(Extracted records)

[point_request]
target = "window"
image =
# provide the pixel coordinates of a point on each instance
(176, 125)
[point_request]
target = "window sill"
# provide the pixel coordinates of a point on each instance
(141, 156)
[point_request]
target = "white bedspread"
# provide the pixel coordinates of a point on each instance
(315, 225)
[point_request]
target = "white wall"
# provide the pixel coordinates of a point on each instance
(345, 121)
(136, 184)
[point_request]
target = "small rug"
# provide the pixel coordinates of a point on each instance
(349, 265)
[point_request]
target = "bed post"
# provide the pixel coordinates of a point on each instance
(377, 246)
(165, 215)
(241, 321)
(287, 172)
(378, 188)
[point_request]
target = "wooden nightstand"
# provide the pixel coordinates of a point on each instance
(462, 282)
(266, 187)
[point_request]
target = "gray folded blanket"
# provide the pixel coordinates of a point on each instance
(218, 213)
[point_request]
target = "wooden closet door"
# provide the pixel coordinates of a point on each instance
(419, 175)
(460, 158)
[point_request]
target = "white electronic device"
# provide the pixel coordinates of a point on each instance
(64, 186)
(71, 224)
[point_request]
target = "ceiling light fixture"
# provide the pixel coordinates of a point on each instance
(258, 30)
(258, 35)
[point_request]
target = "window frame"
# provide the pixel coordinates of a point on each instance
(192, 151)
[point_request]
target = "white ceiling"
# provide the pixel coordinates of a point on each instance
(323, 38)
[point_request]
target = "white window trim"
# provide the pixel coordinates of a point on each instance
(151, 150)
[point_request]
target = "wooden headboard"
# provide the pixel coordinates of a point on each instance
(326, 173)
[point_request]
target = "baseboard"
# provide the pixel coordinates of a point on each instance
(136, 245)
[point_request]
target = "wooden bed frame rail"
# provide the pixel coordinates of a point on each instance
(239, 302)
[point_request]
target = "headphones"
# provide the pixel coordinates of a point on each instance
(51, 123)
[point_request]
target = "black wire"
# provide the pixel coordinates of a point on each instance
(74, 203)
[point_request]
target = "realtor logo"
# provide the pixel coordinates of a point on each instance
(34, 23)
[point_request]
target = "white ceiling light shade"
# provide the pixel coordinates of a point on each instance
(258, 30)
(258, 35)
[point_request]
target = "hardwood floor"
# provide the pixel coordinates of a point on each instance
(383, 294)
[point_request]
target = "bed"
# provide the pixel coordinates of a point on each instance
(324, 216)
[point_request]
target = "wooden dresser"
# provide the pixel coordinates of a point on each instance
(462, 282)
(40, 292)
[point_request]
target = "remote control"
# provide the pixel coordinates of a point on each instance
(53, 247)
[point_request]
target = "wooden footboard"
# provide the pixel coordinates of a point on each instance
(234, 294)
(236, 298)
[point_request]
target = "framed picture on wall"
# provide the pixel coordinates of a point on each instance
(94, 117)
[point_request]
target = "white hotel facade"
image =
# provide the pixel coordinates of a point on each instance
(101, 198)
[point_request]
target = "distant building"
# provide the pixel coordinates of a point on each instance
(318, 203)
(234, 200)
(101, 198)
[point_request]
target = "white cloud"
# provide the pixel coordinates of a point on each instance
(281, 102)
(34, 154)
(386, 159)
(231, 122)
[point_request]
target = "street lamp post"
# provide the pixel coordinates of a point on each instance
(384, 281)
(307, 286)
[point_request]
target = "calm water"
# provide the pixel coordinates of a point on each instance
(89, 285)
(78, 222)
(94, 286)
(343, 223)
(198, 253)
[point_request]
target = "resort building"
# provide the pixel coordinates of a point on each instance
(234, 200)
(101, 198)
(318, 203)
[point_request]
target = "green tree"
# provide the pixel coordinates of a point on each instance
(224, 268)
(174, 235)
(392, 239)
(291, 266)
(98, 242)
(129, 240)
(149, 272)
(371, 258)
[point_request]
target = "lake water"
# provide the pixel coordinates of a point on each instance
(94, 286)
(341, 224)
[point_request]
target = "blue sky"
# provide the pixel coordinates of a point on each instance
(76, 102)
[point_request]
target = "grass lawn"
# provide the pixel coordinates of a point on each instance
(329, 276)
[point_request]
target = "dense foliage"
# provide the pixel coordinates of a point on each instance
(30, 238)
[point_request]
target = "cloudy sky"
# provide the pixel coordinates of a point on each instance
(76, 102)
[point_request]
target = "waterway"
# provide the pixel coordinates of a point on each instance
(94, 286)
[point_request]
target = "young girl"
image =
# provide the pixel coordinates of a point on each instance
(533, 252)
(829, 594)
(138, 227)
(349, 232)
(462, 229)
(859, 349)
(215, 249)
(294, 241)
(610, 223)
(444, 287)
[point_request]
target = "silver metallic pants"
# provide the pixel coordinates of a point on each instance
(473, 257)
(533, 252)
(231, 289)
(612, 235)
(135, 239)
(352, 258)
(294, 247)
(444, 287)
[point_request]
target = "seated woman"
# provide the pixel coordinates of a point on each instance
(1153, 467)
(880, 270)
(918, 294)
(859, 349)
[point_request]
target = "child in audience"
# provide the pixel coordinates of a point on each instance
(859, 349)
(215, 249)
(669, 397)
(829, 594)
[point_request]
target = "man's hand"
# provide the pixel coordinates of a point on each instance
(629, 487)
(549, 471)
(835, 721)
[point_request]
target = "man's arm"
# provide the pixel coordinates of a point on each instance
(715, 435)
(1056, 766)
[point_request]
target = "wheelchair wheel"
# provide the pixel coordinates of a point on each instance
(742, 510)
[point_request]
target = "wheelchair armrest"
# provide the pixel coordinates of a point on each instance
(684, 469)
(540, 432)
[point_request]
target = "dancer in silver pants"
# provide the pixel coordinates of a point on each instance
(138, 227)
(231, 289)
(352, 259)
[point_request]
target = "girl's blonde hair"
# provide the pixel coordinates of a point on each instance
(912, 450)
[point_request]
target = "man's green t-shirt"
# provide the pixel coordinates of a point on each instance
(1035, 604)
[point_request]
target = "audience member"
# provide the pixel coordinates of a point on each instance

*Task to carry out*. Output the data above without altering a line.

*Answer box*.
[point_request]
target = "window"
image =
# provide the pixel coordinates of a point on each instance
(176, 125)
[point_request]
target = "window sill"
# provide the pixel coordinates of a point on each instance
(141, 156)
[point_request]
target = "white bedspread"
# provide the pixel coordinates of a point on each instance
(315, 225)
[point_request]
target = "white wall"
# provide the pixel coordinates of a point on each instance
(345, 121)
(136, 184)
[point_request]
target = "small rug"
# provide the pixel coordinates of a point on each instance
(349, 265)
[point_request]
target = "bed post"
# provide the pixel coordinates of a point on each instance
(377, 246)
(165, 215)
(241, 321)
(287, 172)
(378, 188)
[point_request]
target = "wooden nightstand"
# provide the pixel coordinates of a point on each instance
(462, 282)
(266, 187)
[point_request]
target = "gray folded blanket"
# provide the pixel coordinates of a point on each instance
(218, 213)
[point_request]
target = "wooden closet door"
# provide the pixel coordinates of a point on each instance
(419, 175)
(460, 158)
[point_request]
target = "white electronic device"
# provide the pixel coordinates of a point on each instance
(64, 186)
(71, 224)
[point_request]
target = "ceiling light fixture"
# provide the pixel coordinates of a point on each instance
(258, 30)
(258, 35)
[point_request]
target = "window frame"
# provide the pixel coordinates of a point on each instance
(192, 151)
[point_request]
target = "white ceiling"
# provide the pixel coordinates of a point on each instance
(323, 38)
[point_request]
target = "white window trim"
# provide the pixel coordinates of a point on each instance
(151, 150)
[point_request]
target = "wooden headboard"
# provide the pixel coordinates of a point on each instance
(326, 173)
[point_request]
target = "baseboard"
# provide the pixel coordinates of a point on each instance
(136, 245)
[point_request]
target = "wooden bed frame rail"
# provide the pixel coordinates of a point on each instance
(239, 302)
[point_request]
target = "headphones"
# provide the pixel coordinates of a point on each instance
(51, 123)
[point_request]
target = "black wire"
# provide the pixel coordinates of a point on each instance
(74, 203)
[point_request]
target = "realtor logo"
# provide the pixel coordinates of a point on each instance
(34, 23)
[point_request]
target = "white ceiling light shade"
# provide the pixel coordinates of a point on each instance
(258, 30)
(258, 35)
[point_request]
target = "hardwood floor"
# provide the pixel coordinates of a point on each instance
(383, 294)
[point_request]
target = "bed"
# provide the pixel coordinates of a point on each instance
(324, 216)
[point_request]
target = "wooden dresser"
# provide the pixel coordinates of a point on each instance
(462, 282)
(40, 292)
[point_request]
target = "remote control"
# provide the pixel coordinates of a point on each instance
(53, 247)
[point_request]
target = "wooden footboard"
# provide the pixel coordinates of a point on each instance
(234, 294)
(236, 298)
[point_request]
target = "framed picture on wall"
# provide the pixel coordinates of a point on each instance
(94, 117)
[point_request]
target = "white hotel facade"
image =
# provide the pixel coordinates of a point on each instance
(101, 198)
[point_request]
target = "distant building"
# provide the pixel coordinates of a point on each instance
(318, 203)
(234, 200)
(101, 198)
[point_request]
target = "white cloud"
# provide the pixel coordinates of a point on each instance
(281, 102)
(34, 154)
(386, 159)
(231, 122)
[point_request]
target = "street lamp post"
# provide the pixel coordinates of a point on each instance
(384, 281)
(307, 286)
[point_request]
target = "calm water"
# provide the pixel coordinates of a point on each instance
(89, 285)
(78, 222)
(94, 286)
(343, 223)
(198, 253)
[point_request]
target = "resort building"
# provide the pixel coordinates of a point on each instance
(234, 200)
(101, 198)
(318, 203)
[point_request]
target = "green tree"
# provide the pixel coordinates of a point on each instance
(224, 268)
(174, 235)
(392, 239)
(291, 266)
(98, 242)
(129, 240)
(149, 272)
(371, 258)
[point_request]
target = "lake water"
# provide the pixel coordinates of a point on each instance
(94, 286)
(341, 224)
[point_request]
target = "blue sky"
# provide the pixel coordinates of a point on each instance
(76, 102)
[point_request]
target = "grass lawn"
# provide the pixel coordinates of a point on each instance
(329, 276)
[point_request]
target = "dense foliage"
# provide the pixel coordinates of a point on each instance
(30, 238)
[point_request]
target = "cloudy sky"
# provide the pixel coordinates of a point on each instance
(76, 102)
[point_request]
target = "waterway"
# provide the pixel coordinates of a point on each instance
(94, 286)
[point_request]
target = "young girl"
image =
# provide the pixel coordinates of a point on each instance
(533, 252)
(829, 594)
(138, 227)
(349, 232)
(462, 229)
(859, 349)
(215, 249)
(294, 241)
(610, 223)
(444, 287)
[point_request]
target = "silver metallic pants"
# provide the pixel coordinates of a point on each instance
(473, 257)
(533, 252)
(231, 289)
(612, 235)
(135, 239)
(352, 258)
(294, 247)
(444, 287)
[point_request]
target = "seated woman"
# provide the pixel coordinates of a point on each instance
(1153, 467)
(880, 270)
(918, 294)
(859, 349)
[point_request]
target = "child in audience"
# provide the pixel coordinates of a point on each instance
(859, 349)
(215, 249)
(669, 397)
(829, 594)
[point_request]
target = "man's hand"
# provide the pixel coordinates of a point on each instance
(629, 487)
(549, 471)
(835, 721)
[point_request]
target = "man's arm"
# provide the pixel coordinates of a point on each instance
(715, 435)
(1056, 766)
[point_request]
target = "wheelchair wheel"
# provide the pixel coordinates of a point on each instance
(742, 510)
[point_request]
target = "wheelchair armrest"
# provide the pixel coordinates of a point on each instance
(684, 469)
(540, 432)
[point_request]
target = "dancer in silver pants"
# provide the pixel coordinates of a point on each instance
(138, 227)
(231, 289)
(352, 259)
[point_request]
target = "girl's blonde hair"
# provide the pixel coordinates of a point on each instance
(912, 450)
[point_request]
target = "man's green t-shirt"
# provide the pixel coordinates of a point on each instance
(1035, 604)
[point_request]
target = "audience member"
# provide the pixel coordinates of a point on each instance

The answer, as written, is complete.